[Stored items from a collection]
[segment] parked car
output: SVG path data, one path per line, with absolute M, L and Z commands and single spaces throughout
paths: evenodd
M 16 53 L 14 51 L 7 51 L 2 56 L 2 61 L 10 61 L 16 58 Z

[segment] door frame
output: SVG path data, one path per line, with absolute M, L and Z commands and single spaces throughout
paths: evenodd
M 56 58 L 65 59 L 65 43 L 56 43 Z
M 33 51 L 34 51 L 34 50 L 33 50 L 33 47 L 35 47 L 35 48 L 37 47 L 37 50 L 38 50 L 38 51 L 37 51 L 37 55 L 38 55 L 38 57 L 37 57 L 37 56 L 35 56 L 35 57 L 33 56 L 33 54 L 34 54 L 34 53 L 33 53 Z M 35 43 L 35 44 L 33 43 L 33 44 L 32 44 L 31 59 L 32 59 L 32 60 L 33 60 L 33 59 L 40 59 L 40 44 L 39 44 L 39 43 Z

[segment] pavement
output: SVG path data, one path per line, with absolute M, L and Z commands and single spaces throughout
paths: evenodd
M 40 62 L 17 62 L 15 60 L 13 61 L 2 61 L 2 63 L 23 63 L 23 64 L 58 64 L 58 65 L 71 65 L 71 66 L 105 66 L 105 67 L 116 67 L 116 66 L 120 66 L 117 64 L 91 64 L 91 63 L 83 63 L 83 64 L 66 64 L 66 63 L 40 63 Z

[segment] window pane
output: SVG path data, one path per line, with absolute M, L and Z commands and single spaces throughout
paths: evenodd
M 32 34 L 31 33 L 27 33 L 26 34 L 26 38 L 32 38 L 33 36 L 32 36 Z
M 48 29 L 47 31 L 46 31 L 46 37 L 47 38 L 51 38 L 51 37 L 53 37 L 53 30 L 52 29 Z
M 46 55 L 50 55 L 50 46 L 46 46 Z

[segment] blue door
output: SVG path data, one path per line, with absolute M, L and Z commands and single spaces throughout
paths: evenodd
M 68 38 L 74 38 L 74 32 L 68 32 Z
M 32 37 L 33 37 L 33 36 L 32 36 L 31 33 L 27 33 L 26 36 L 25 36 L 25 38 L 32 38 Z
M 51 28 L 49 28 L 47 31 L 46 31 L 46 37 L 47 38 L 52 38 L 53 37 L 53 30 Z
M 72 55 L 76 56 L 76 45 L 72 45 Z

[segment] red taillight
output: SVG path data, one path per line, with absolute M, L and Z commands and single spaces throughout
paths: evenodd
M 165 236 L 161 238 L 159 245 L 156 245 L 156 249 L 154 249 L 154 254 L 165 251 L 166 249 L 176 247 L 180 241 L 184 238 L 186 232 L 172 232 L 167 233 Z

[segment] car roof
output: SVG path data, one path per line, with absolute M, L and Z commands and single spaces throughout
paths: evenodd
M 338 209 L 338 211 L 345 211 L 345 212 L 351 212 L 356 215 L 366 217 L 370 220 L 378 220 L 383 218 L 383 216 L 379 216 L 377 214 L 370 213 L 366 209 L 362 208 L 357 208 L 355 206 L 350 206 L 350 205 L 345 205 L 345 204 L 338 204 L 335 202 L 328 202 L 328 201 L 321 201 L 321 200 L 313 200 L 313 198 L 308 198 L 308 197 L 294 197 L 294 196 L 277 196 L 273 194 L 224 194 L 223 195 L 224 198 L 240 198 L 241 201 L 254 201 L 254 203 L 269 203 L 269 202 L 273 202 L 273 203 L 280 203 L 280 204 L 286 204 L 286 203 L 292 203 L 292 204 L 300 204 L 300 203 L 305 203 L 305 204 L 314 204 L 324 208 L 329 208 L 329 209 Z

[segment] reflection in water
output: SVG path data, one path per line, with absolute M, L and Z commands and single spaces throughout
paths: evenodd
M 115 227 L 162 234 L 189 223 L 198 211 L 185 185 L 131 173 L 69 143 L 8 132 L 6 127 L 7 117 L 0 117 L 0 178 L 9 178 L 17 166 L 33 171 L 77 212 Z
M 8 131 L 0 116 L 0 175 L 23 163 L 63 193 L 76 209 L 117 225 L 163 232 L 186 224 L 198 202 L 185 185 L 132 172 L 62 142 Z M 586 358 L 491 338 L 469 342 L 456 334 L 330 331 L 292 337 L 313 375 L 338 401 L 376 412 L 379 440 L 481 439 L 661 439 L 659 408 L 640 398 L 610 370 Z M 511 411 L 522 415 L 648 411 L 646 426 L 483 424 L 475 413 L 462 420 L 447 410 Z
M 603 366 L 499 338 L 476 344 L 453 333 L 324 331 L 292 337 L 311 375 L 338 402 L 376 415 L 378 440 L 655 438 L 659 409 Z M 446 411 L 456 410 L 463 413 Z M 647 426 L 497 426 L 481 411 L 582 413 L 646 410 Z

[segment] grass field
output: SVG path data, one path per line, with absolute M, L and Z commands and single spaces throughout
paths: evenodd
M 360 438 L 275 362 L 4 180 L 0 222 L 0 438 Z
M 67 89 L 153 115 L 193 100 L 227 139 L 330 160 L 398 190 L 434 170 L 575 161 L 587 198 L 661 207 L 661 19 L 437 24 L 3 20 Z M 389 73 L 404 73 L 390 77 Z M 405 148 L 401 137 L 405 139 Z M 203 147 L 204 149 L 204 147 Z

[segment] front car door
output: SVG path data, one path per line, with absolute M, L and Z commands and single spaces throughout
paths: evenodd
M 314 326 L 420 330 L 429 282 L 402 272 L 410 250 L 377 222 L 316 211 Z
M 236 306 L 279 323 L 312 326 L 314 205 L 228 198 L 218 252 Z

▸ **Requirement**:
Please convert the records above into a two-column CSV with a header row of "prompt" and "response". Give one row per record, holding its text and its answer, each in a single quoted field with line breaks changed to spaces.

▸ **Answer to this problem**:
prompt,response
"[segment] parked car output: SVG path data, one path per line, with absolute M, L and Z commands and single spaces throughout paths: evenodd","M 16 53 L 14 51 L 7 51 L 2 56 L 2 61 L 10 61 L 16 58 Z"
"[segment] door frame output: SVG path data, one path per line, with absolute M, L and Z commands and single spaces throughout paths: evenodd","M 56 58 L 65 59 L 65 43 L 56 43 Z M 33 51 L 34 51 L 34 50 L 33 50 L 33 47 L 35 47 L 35 48 L 37 47 L 37 50 L 38 50 L 38 51 L 37 51 L 37 55 L 38 55 L 38 57 L 37 57 L 37 56 L 35 56 L 35 57 L 33 56 L 33 54 L 34 54 L 34 53 L 33 53 Z M 35 43 L 35 44 L 33 43 L 33 44 L 32 44 L 31 59 L 32 59 L 32 60 L 33 60 L 33 59 L 40 59 L 40 44 L 39 44 L 39 43 Z"
"[segment] pavement output: SVG path data, one path per line, with absolute M, L and Z commands and single spaces throughout paths: evenodd","M 40 62 L 17 62 L 15 60 L 13 61 L 2 61 L 2 63 L 23 63 L 23 64 L 58 64 L 58 65 L 71 65 L 71 66 L 105 66 L 105 67 L 116 67 L 116 66 L 120 66 L 117 64 L 91 64 L 91 63 L 83 63 L 83 64 L 66 64 L 66 63 L 40 63 Z"
"[segment] window pane output: SVG path data, one path per line, with absolute M, L and Z commands and single spaces throughout paths: evenodd","M 32 34 L 31 33 L 27 33 L 26 34 L 26 38 L 32 38 L 33 36 L 32 36 Z M 48 29 L 47 31 L 46 31 L 46 37 L 47 38 L 51 38 L 51 37 L 53 37 L 53 30 L 52 29 Z M 46 55 L 50 55 L 50 46 L 46 46 Z"
"[segment] blue door output: SVG path data, one path per line, with absolute M, L and Z commands and single spaces throughout paths: evenodd","M 68 38 L 74 38 L 74 32 L 68 32 Z M 32 37 L 33 37 L 33 36 L 32 36 L 31 33 L 27 33 L 26 36 L 25 36 L 25 38 L 32 38 Z M 51 28 L 49 28 L 47 31 L 46 31 L 46 37 L 47 38 L 52 38 L 53 37 L 53 30 Z M 72 55 L 76 56 L 76 45 L 72 45 Z"
"[segment] red taillight output: SVG path data, one path per line, with absolute M, L and Z commands and single spaces throughout paths: evenodd","M 165 236 L 161 238 L 159 245 L 156 245 L 156 249 L 154 249 L 154 254 L 165 251 L 166 249 L 176 247 L 180 241 L 184 238 L 186 232 L 172 232 L 167 233 Z"
"[segment] car roof output: SVG path data, one path per line, with absolute M, L and Z commands and single spaces throughout paths: evenodd","M 338 209 L 338 211 L 345 211 L 345 212 L 351 212 L 356 215 L 366 217 L 370 220 L 378 220 L 383 218 L 383 216 L 379 216 L 377 214 L 370 213 L 366 209 L 362 208 L 357 208 L 355 206 L 350 206 L 350 205 L 345 205 L 345 204 L 338 204 L 335 202 L 328 202 L 328 201 L 321 201 L 321 200 L 313 200 L 313 198 L 308 198 L 308 197 L 294 197 L 294 196 L 277 196 L 273 194 L 224 194 L 223 195 L 224 198 L 240 198 L 241 201 L 254 201 L 254 203 L 269 203 L 269 202 L 273 202 L 273 203 L 280 203 L 280 204 L 286 204 L 286 203 L 292 203 L 292 204 L 300 204 L 300 203 L 305 203 L 305 204 L 314 204 L 324 208 L 329 208 L 329 209 Z"
"[segment] reflection in water output: SVG path data, one path per line, with absolute M, L and Z commands and single spaces throughout paths: evenodd","M 115 227 L 162 234 L 189 223 L 198 211 L 185 185 L 131 173 L 69 143 L 8 132 L 6 127 L 7 117 L 0 117 L 0 178 L 9 178 L 17 166 L 33 171 L 77 212 Z M 8 131 L 0 116 L 0 175 L 23 163 L 63 193 L 76 209 L 117 225 L 163 232 L 186 224 L 198 202 L 185 185 L 132 172 L 62 142 Z M 586 358 L 491 338 L 469 342 L 456 334 L 330 331 L 292 337 L 313 375 L 338 401 L 376 412 L 379 440 L 481 439 L 661 439 L 659 408 L 640 398 L 610 370 Z M 511 411 L 522 415 L 648 411 L 646 426 L 483 424 L 475 413 L 462 420 L 447 410 Z M 603 366 L 499 338 L 476 344 L 453 333 L 324 331 L 292 337 L 311 375 L 338 402 L 376 415 L 378 440 L 655 438 L 659 409 Z M 446 411 L 456 410 L 463 413 Z M 647 426 L 497 426 L 481 411 L 582 413 L 646 410 Z"
"[segment] grass field output: SVG path data, one path per line, with absolute M, L and Z commands and single spaces throughout paths: evenodd","M 360 438 L 275 362 L 4 180 L 0 222 L 0 438 Z M 67 89 L 153 115 L 193 100 L 227 139 L 330 160 L 398 190 L 434 170 L 575 161 L 587 198 L 661 207 L 661 19 L 437 24 L 3 20 Z M 389 73 L 404 73 L 390 77 Z M 405 148 L 401 137 L 405 139 Z M 203 147 L 204 149 L 204 147 Z"
"[segment] front car door output: SVG path data, one path per line, with absolute M, L and Z commands and single spaces throughout paths: evenodd","M 314 326 L 420 330 L 429 282 L 402 272 L 410 250 L 377 222 L 316 211 Z M 236 306 L 279 323 L 312 326 L 314 205 L 228 198 L 218 252 Z"